_Entries shown_
● ● ● ● ●
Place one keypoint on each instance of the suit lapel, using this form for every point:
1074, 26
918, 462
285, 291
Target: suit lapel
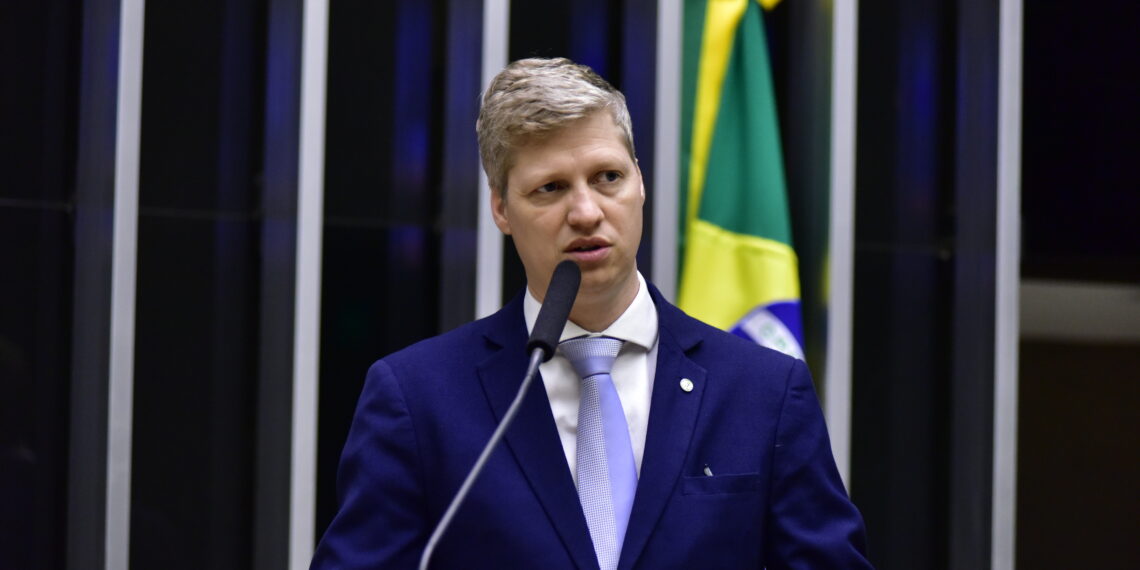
534, 439
673, 416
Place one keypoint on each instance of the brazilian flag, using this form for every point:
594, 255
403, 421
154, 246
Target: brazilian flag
739, 269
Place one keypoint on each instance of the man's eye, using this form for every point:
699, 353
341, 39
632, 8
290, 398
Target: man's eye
610, 176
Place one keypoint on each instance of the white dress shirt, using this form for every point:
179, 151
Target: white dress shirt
633, 372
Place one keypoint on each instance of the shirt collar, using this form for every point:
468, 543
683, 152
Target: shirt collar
636, 325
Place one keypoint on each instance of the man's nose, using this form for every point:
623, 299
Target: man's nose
584, 208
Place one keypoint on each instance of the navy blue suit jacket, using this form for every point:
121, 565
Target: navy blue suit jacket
774, 499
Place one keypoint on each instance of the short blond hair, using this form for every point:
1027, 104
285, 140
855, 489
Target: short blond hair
536, 97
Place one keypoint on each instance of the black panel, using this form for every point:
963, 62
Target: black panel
1076, 493
40, 42
197, 334
192, 474
904, 282
382, 300
38, 137
799, 41
35, 246
402, 80
1080, 141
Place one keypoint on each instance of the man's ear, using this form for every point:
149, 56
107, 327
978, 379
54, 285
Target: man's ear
498, 211
641, 179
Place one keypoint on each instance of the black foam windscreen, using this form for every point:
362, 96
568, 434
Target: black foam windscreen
555, 310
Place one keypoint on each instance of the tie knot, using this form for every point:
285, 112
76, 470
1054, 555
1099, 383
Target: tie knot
591, 355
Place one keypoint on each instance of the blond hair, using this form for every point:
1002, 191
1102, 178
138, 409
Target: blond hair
536, 97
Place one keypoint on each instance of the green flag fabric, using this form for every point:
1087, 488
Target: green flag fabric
739, 270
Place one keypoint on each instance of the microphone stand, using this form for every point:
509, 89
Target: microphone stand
536, 358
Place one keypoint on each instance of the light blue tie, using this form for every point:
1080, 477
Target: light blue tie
607, 472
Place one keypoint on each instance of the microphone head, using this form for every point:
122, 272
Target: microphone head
552, 317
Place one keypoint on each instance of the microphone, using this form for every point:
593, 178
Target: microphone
555, 310
544, 340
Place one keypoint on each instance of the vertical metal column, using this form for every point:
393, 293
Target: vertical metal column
276, 359
837, 382
667, 148
1003, 526
106, 222
307, 327
489, 253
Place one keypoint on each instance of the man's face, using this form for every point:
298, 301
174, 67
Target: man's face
576, 194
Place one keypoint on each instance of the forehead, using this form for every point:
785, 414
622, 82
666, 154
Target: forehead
594, 137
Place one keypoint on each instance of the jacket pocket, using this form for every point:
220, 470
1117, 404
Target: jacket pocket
717, 485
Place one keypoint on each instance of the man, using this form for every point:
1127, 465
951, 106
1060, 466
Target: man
716, 456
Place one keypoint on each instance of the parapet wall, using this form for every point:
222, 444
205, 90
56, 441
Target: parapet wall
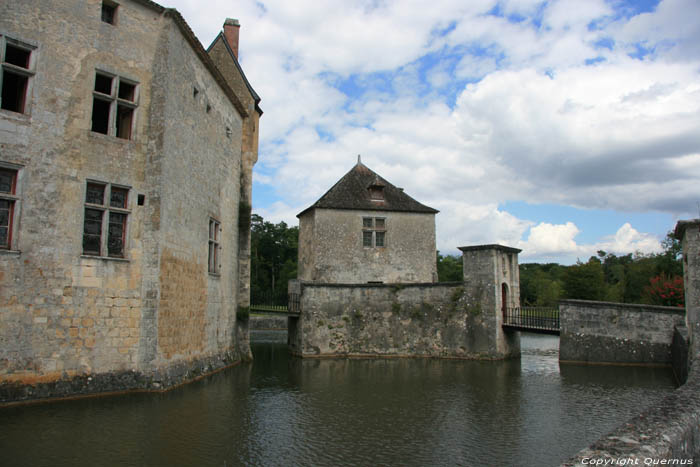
428, 320
603, 332
668, 433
● ● ● ● ●
_Problem to work on_
Switch each "keypoint" in the entries above to "marker" and write out all the entries again with nothing else changed. Leave the pictures out.

_Result of this exercise_
Place one marker on each instance of the suit lapel, using this form for every point:
1074, 26
918, 462
285, 291
Target: suit lapel
534, 439
673, 416
Place one marker on each instance of the brazilian flag, using this form for every point:
594, 255
403, 421
154, 246
Target: brazilian flag
739, 269
Place one marker on each instance of the man's eye, using this form for every point:
699, 353
341, 39
632, 8
290, 398
Target: man's eye
610, 176
Place one marker on each instance of the white dress shirt, using this form for every point:
179, 151
Target: white dress shirt
633, 372
Place one marker on each instance of the shirt collar, using this form for every point:
468, 543
683, 152
Target: shirt collar
636, 325
Place one marker on each instance of the man's nose, using this form for every point:
623, 299
Target: man's nose
584, 208
Place one marker on each instance of the navy blue suit jacket, using this form for every point:
121, 565
Target: navy blue suit jacket
774, 499
Place one marker on each instance of the short blond hair, using this form for every point:
1027, 104
285, 140
855, 489
Target: short blond hair
536, 97
Place one marker on each instance of the black panel, using this form for every point:
963, 62
Target: black panel
1076, 493
40, 42
197, 334
192, 474
904, 282
382, 300
38, 137
799, 41
35, 246
402, 80
1080, 141
Place one marker on each instance of the man's ear, using this form for every point:
149, 56
107, 327
978, 379
54, 285
Target: man's ear
498, 211
641, 179
Place one marker on each instance of the black foam windscreen, using this form for every point:
362, 96
568, 434
Target: black foam windscreen
555, 310
Place one marker on each instance of the tie knot, using this form for every point:
285, 112
76, 470
1054, 555
1099, 383
Target: tie knot
591, 355
Place one marker on each instance of the blond hair, using this form for every point:
1002, 191
1102, 178
138, 409
Target: blond hair
536, 97
Place one marker on each instance of the green flag fabric, using this form for every point:
1087, 488
Target: green flag fabric
739, 270
Place one marker on each instance of the microphone stand, using this form for every point:
509, 89
Target: microphone stand
536, 358
Place one marker on each instance of the light blue tie, using this form for every point:
1080, 477
Target: light blue tie
607, 472
Place one marker on each instance of the microphone head, using this form for every point:
122, 272
Target: microphone head
552, 317
Place one marker on each instance of the microphone, using this form for every point:
593, 178
Target: microphone
555, 310
544, 340
Place one marker on each instance of the vertical metal column, using this form for every point:
393, 293
Target: vertical metal column
276, 359
837, 382
667, 148
1003, 526
106, 222
307, 327
489, 253
Place one marker on each instance of the man's face, using this form for every point:
298, 301
174, 67
Target: man's face
576, 194
Place one marker on each instance of the forehead, using this form for every point:
785, 414
622, 82
666, 154
Target: forehead
594, 137
Place one marker on each instance of the jacket pocket, using this form for every point:
220, 470
1117, 404
Target: jacket pocket
717, 485
Place one marker on each instance of the man, using this form for every point:
1127, 465
951, 106
1060, 466
Target: man
716, 456
Place one marker on each instance of the parapet wall, using this form for every point:
222, 444
205, 90
56, 441
Target: parapet wall
428, 320
603, 332
668, 433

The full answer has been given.